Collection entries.
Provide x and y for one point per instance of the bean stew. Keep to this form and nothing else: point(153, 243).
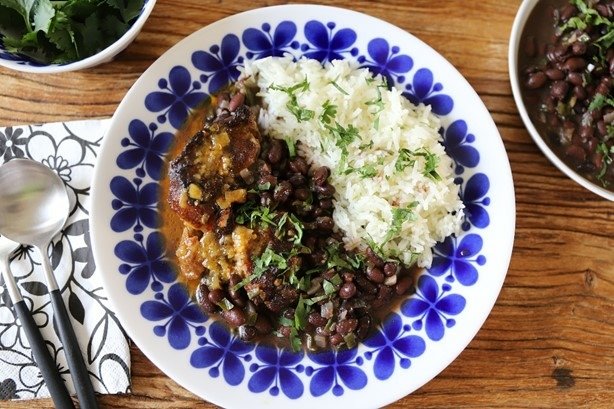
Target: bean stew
point(566, 63)
point(270, 262)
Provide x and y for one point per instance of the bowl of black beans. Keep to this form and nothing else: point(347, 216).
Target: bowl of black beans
point(561, 64)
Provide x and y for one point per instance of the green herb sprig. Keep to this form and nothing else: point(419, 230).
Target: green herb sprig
point(64, 31)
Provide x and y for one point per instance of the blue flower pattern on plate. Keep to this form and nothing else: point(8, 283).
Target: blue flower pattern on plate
point(336, 366)
point(475, 200)
point(146, 151)
point(433, 307)
point(387, 61)
point(144, 263)
point(278, 371)
point(178, 312)
point(389, 342)
point(222, 349)
point(458, 259)
point(457, 142)
point(220, 63)
point(262, 44)
point(326, 46)
point(423, 90)
point(178, 96)
point(136, 205)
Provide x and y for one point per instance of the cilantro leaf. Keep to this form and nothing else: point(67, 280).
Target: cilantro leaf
point(64, 31)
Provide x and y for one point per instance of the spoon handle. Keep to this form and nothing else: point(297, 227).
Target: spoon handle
point(46, 364)
point(78, 371)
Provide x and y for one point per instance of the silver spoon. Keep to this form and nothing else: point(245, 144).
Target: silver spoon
point(33, 208)
point(46, 363)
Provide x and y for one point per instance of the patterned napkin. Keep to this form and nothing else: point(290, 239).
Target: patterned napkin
point(70, 149)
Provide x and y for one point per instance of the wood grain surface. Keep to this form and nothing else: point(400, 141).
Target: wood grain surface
point(549, 341)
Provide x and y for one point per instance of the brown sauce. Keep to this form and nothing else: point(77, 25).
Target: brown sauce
point(564, 71)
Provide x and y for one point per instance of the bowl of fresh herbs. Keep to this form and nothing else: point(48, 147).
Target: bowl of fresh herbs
point(48, 36)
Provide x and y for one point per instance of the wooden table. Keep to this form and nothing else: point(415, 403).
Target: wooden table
point(549, 341)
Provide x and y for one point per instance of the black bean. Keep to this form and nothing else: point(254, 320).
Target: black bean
point(574, 64)
point(234, 317)
point(347, 276)
point(283, 191)
point(347, 290)
point(576, 154)
point(275, 151)
point(266, 198)
point(554, 74)
point(325, 190)
point(373, 258)
point(597, 160)
point(302, 194)
point(580, 92)
point(578, 48)
point(346, 326)
point(236, 101)
point(585, 131)
point(605, 10)
point(403, 285)
point(559, 89)
point(375, 274)
point(336, 339)
point(536, 80)
point(390, 269)
point(591, 144)
point(364, 326)
point(320, 175)
point(324, 223)
point(298, 165)
point(216, 296)
point(247, 332)
point(575, 78)
point(365, 285)
point(202, 298)
point(316, 319)
point(297, 180)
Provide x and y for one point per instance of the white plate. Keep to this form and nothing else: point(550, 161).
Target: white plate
point(419, 340)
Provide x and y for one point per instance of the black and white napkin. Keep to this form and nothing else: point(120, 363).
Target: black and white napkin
point(70, 149)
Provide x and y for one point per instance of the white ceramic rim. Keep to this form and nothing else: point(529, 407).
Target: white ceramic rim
point(445, 353)
point(514, 44)
point(101, 57)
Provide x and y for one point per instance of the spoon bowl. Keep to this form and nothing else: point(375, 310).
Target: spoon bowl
point(33, 202)
point(33, 208)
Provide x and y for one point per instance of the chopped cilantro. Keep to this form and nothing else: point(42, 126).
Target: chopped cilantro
point(301, 114)
point(600, 101)
point(378, 103)
point(300, 314)
point(367, 171)
point(607, 158)
point(334, 84)
point(329, 111)
point(399, 216)
point(407, 158)
point(252, 214)
point(64, 31)
point(291, 147)
point(343, 136)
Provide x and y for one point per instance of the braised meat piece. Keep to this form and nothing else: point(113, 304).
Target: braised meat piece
point(204, 178)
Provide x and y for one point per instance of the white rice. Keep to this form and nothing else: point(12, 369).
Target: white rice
point(365, 203)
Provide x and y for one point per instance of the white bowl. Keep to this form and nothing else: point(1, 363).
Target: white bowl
point(522, 16)
point(22, 63)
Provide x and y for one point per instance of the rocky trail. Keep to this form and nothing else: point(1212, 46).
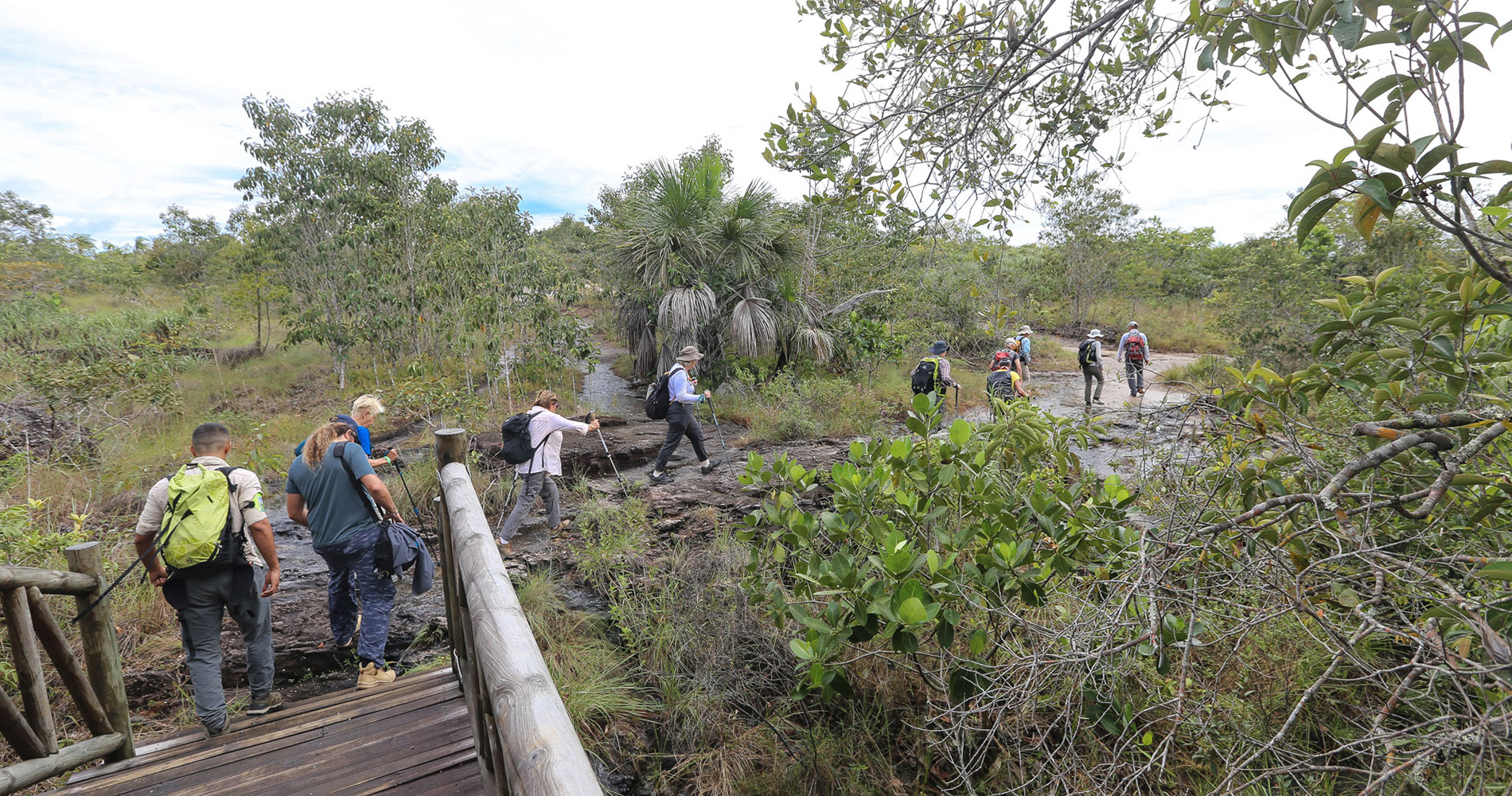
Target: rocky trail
point(1140, 433)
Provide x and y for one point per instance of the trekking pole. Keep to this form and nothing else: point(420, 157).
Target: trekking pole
point(606, 455)
point(407, 494)
point(715, 415)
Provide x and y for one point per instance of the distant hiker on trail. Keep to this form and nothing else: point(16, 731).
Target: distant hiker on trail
point(209, 525)
point(334, 490)
point(1009, 357)
point(1089, 354)
point(1026, 354)
point(932, 373)
point(364, 411)
point(546, 443)
point(1006, 383)
point(1134, 354)
point(680, 416)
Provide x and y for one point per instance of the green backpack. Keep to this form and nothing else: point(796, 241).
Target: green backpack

REQUEST. Copy out the lines from the one containing "else: point(16, 731)." through the end of the entries, reproducing each line without change.

THE OUTPUT.
Provide x and y for one point per instance of the distant hiker on trail. Keep to this form and nothing else: point(16, 731).
Target: distant hiker on trail
point(209, 525)
point(334, 490)
point(1009, 357)
point(1089, 354)
point(1026, 354)
point(932, 373)
point(364, 411)
point(546, 443)
point(1006, 383)
point(1134, 354)
point(680, 416)
Provide x and y for one point per instance of the green backpack. Keep to this form and nothing else: point(796, 241).
Target: green backpack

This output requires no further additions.